4. Elsa Martinelli chanteuse (1967)

A video of a soulful, windswept Elsa singing Je Croyais Que L’Amour.

At any rate, she’s now on the map, with The New York Times observing that, “In the brunette Elsa Martinelli, who plays the Indian lass with a minimum of words and a maximum of feline grace, Mr. Douglas has come up with a pretty photogenic newcomer.” And her unusual looks are doing her no harm at all according to Bill Strutton, writing in the December 19, 1956 edition of The Australian Women’s Weekly:

New Style for Italian Stars

Fresh from Italy comes the newest sensation of its film studios – Elsa Martinelli – to charge with her personal high voltage the star cast of a major new British film “Manuela.”

The angular and electric Elsa has shot brilliantly to fame, landing on a dizzy perch level with the adored Lollobrigida and her fabled rival, Sophia Loren. Mention these names to Elsa, and she snaps, “I do not wish to be compared with Lollo or Sophia! I do not have to do a strip-tease to be sexy.”

## TASK DETAILS
Please write what comes next in the piece on Elsa Martinelli, picking up right after its last sentence.

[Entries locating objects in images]
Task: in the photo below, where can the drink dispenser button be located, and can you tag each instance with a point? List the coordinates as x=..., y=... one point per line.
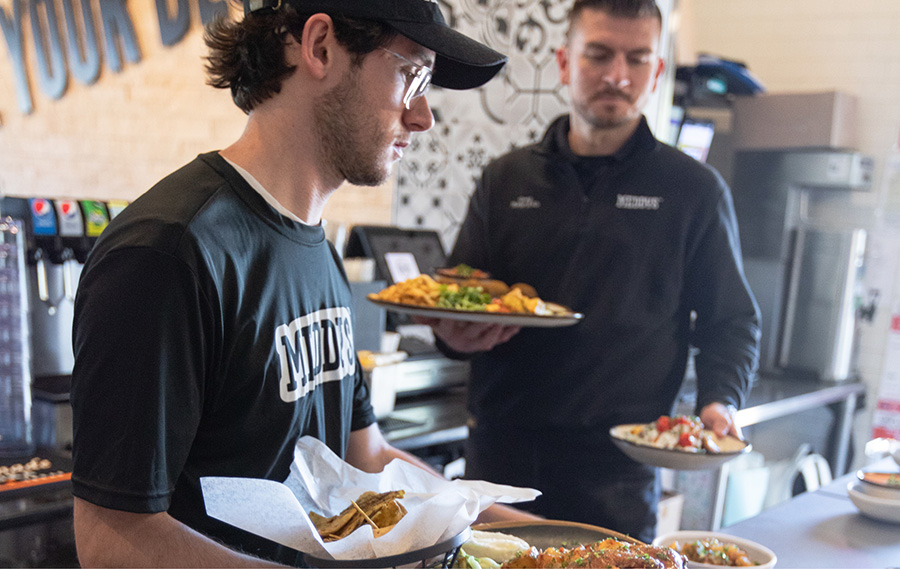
x=46, y=241
x=71, y=232
x=95, y=220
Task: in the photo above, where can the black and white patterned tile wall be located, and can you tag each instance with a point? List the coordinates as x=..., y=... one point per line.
x=438, y=171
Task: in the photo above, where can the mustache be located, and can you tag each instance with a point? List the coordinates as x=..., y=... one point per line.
x=612, y=92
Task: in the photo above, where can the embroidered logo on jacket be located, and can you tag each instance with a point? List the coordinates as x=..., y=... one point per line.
x=626, y=201
x=524, y=202
x=314, y=349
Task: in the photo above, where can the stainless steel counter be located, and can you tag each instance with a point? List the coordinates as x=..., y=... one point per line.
x=823, y=529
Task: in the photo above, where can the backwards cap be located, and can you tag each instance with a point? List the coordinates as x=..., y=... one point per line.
x=460, y=63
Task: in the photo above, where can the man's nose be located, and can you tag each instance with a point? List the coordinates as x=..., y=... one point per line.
x=418, y=116
x=616, y=73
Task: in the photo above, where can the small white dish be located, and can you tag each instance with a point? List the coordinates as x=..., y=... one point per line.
x=677, y=459
x=879, y=508
x=762, y=556
x=880, y=484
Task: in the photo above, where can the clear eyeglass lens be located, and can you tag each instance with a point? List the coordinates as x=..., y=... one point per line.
x=419, y=80
x=418, y=86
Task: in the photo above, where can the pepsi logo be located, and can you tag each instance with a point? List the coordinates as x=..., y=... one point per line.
x=40, y=207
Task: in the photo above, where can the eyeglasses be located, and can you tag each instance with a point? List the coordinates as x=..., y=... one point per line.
x=417, y=81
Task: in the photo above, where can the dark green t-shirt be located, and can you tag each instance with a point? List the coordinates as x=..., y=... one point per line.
x=210, y=333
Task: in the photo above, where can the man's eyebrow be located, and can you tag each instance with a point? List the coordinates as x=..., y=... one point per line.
x=422, y=57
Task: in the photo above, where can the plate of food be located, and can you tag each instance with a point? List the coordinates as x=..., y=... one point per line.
x=462, y=271
x=876, y=507
x=678, y=442
x=708, y=549
x=510, y=306
x=881, y=484
x=554, y=543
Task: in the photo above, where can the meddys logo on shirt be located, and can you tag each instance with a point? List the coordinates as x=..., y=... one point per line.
x=314, y=349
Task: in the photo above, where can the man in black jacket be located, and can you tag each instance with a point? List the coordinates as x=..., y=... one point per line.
x=642, y=239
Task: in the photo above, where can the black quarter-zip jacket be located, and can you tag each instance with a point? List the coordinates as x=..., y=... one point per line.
x=649, y=241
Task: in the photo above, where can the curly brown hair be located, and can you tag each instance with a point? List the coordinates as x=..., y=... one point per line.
x=247, y=56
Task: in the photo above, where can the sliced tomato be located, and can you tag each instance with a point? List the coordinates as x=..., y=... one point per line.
x=687, y=440
x=663, y=424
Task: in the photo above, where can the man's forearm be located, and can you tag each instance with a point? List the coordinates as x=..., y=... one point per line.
x=112, y=538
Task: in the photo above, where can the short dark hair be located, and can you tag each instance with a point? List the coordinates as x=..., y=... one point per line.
x=617, y=8
x=247, y=56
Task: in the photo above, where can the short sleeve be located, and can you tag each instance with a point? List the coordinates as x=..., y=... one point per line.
x=141, y=341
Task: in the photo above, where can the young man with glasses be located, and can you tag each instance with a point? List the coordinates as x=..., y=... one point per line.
x=212, y=321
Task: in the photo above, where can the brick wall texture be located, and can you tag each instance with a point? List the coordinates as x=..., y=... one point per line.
x=117, y=137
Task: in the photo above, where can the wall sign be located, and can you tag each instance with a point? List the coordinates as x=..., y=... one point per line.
x=79, y=54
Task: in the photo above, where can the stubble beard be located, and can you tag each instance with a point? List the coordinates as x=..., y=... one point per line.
x=350, y=139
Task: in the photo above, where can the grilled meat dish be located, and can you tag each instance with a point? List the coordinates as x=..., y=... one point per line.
x=608, y=553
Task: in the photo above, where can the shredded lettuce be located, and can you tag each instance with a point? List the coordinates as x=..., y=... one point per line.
x=466, y=298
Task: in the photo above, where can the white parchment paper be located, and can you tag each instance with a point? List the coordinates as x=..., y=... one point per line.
x=320, y=481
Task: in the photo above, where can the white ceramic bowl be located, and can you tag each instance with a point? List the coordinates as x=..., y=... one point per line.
x=674, y=458
x=874, y=484
x=763, y=556
x=879, y=508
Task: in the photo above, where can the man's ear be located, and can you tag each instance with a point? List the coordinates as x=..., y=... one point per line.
x=318, y=45
x=562, y=61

## EXPECTED ANSWER
Just when everybody was beginning to conclude that Italy’s unique contribution to the world screen was a row of prominent prows and a vast repertoire of voluptuous attitudes, along comes the strange and compelling personality of Martinelli. She has a mobile, piano smile; an untidy hair-do with wisps straying about her neck; clothes that cloak her vital statistics; but a personality that arrests the attention the minute she stalks into a room. Along with Audrey Hepburn she heralds a new style in stars. Entirely individual, she is a person, not an exquisite arrangement of wonderful curves.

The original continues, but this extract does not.